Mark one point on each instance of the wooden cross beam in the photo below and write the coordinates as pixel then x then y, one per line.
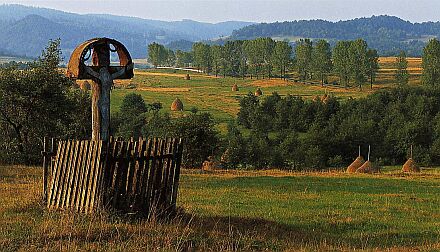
pixel 102 75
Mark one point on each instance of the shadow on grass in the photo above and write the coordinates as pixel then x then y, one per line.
pixel 259 233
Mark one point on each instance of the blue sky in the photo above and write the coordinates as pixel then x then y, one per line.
pixel 246 10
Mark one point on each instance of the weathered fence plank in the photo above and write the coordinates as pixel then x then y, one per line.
pixel 129 176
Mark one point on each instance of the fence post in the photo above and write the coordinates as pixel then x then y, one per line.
pixel 45 169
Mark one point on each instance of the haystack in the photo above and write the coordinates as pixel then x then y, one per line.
pixel 368 166
pixel 235 88
pixel 258 92
pixel 84 85
pixel 410 166
pixel 325 99
pixel 316 98
pixel 177 105
pixel 358 162
pixel 209 164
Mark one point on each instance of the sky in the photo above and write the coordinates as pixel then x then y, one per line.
pixel 247 10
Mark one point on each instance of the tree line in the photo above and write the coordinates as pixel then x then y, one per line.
pixel 264 57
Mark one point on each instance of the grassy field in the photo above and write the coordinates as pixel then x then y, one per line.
pixel 265 210
pixel 214 95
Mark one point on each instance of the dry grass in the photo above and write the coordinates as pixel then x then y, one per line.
pixel 164 89
pixel 236 211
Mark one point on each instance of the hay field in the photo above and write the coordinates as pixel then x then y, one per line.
pixel 238 210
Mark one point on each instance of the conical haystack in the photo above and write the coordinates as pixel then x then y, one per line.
pixel 358 162
pixel 316 98
pixel 84 85
pixel 235 88
pixel 410 166
pixel 326 99
pixel 258 92
pixel 177 105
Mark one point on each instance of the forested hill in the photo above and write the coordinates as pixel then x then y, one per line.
pixel 25 30
pixel 387 34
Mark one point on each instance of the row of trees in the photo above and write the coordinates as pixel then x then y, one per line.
pixel 255 58
pixel 37 101
pixel 350 60
pixel 290 132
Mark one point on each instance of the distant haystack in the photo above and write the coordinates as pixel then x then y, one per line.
pixel 177 105
pixel 84 85
pixel 368 166
pixel 410 166
pixel 325 99
pixel 358 162
pixel 316 98
pixel 235 88
pixel 209 164
pixel 258 92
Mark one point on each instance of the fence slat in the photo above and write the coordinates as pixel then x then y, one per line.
pixel 82 178
pixel 55 174
pixel 62 175
pixel 86 182
pixel 95 176
pixel 127 175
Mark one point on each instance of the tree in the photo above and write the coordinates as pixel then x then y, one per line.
pixel 372 65
pixel 37 102
pixel 281 57
pixel 202 56
pixel 341 61
pixel 401 75
pixel 170 58
pixel 431 63
pixel 322 59
pixel 183 59
pixel 157 54
pixel 303 57
pixel 358 61
pixel 217 58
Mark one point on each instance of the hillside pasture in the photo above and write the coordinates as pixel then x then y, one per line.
pixel 213 94
pixel 240 210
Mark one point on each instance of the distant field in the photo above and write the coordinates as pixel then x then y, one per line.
pixel 237 210
pixel 6 59
pixel 214 95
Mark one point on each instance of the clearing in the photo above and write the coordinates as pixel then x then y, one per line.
pixel 239 210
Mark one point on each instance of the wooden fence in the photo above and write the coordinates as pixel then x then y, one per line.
pixel 128 176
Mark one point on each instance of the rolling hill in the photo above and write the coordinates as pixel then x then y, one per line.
pixel 25 30
pixel 387 34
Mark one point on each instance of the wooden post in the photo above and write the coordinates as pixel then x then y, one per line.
pixel 45 168
pixel 101 94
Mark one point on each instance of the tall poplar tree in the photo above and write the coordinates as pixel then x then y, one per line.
pixel 322 59
pixel 431 63
pixel 401 75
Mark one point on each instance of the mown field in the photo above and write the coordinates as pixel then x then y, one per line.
pixel 214 95
pixel 237 210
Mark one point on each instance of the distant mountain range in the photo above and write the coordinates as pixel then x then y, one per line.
pixel 387 34
pixel 25 30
· · · · · · ·
Return all of the data above word for word and line for line, leaving out the pictures.

Mark one point on each instance of the wooden cross beam in the photo below and write the coordinates as pixel then x then y, one per line.
pixel 102 75
Mark one point on each instance of the shadow on grass in the photo above and write the coordinates as pixel then x then y, one per line.
pixel 259 233
Mark one point on each instance of the blue sky in the photo above and write the coordinates as pixel then x then y, one per line.
pixel 246 10
Mark one point on each instance of the weathered fence plank in the photo above and write the coordinates as pixel then x then y, one per line.
pixel 129 176
Mark one point on each instance of the fence post in the photo above and write the coordinates as pixel then x then y, one per line.
pixel 45 169
Mark one point on each instance of the haystack in the photo above and write the coordinates as pixel then x then y, one per line.
pixel 368 166
pixel 235 88
pixel 258 92
pixel 84 85
pixel 410 166
pixel 325 99
pixel 316 98
pixel 177 105
pixel 358 162
pixel 209 164
Mark one point on each instance of the sky in the photo above and write the coordinates as pixel then x then y, one per line.
pixel 247 10
Mark one point on each instance of the tree line in the photo above and write the coordinates as pixel then x then y, one per line.
pixel 264 57
Mark one point on each instance of the grassy field in the photo above and write the coordinates as pixel then x then y, one per line.
pixel 265 210
pixel 214 95
Mark one point on each instance of the dry grass in the photo above and write the coordinates as pixel then x then y, one per line.
pixel 164 89
pixel 236 211
Mark one point on each instance of the hay field in the photo above and write the coordinates as pixel then x then y, one per line.
pixel 238 210
Mark one point on each instance of the conical haystack in the photo above and write the coordinates as pixel then x then y, one per line.
pixel 358 162
pixel 316 98
pixel 84 85
pixel 235 88
pixel 410 166
pixel 326 99
pixel 258 92
pixel 177 105
Mark one point on each instance of the forested hill in the photo above and write the coordinates as pixel then x then y, one per line.
pixel 25 30
pixel 387 34
Mark one point on each instance of the row of trees in the photo above and write the coordinates as pixel then x then y, one per line.
pixel 255 58
pixel 37 101
pixel 350 60
pixel 290 132
Mark one point on each instance of the distant haystack in the photo above and write the coordinates as pixel then x then y, one per line.
pixel 177 105
pixel 84 85
pixel 368 166
pixel 410 166
pixel 325 99
pixel 358 162
pixel 316 98
pixel 235 88
pixel 209 164
pixel 258 92
Mark one point on each instance of the fence slat in the photo above and write the coordinates as pixel then x then y, one per line.
pixel 82 178
pixel 55 174
pixel 62 175
pixel 86 182
pixel 95 176
pixel 127 175
Mark one point on each instance of the tree in the photo above and write the coordinates as pixel then x then y, one per line.
pixel 372 65
pixel 37 102
pixel 281 57
pixel 202 56
pixel 341 61
pixel 401 75
pixel 170 58
pixel 431 63
pixel 322 59
pixel 183 59
pixel 157 54
pixel 303 57
pixel 358 61
pixel 217 58
Mark one point on each instance of the hillside pasture in the photo above and write the coordinates as pixel then x then y, one per line.
pixel 213 94
pixel 240 210
Mark one point on each instance of the distant field in the photo above and write the coordinates as pixel then x then y, one per line.
pixel 237 210
pixel 6 59
pixel 214 95
Mark one point on each instance of the clearing in the photo above and write the coordinates as pixel then x then y, one per line.
pixel 239 210
Mark one point on each instance of the wooden fence in the photo above and write the coordinates as pixel then x then y, one per line.
pixel 128 176
Mark one point on each instance of the rolling hill in the photo above and write the coordinates as pixel then x then y, one per line.
pixel 25 30
pixel 387 34
Mark one point on each instance of the wooden post in the photo above and write the coordinates as pixel then x then y, one per line.
pixel 45 168
pixel 101 94
Mark one point on each instance of the tall poplar tree in the photo above and write the coordinates as pixel then x then y, one per line.
pixel 322 59
pixel 431 63
pixel 401 75
Mark one point on each instance of the mown field in the photo above and write the coordinates as pixel then x then y, one per line.
pixel 214 95
pixel 237 210
Mark one point on each instance of the distant mountain range in the photo above and write the coordinates as pixel then x then y, one per line.
pixel 387 34
pixel 25 30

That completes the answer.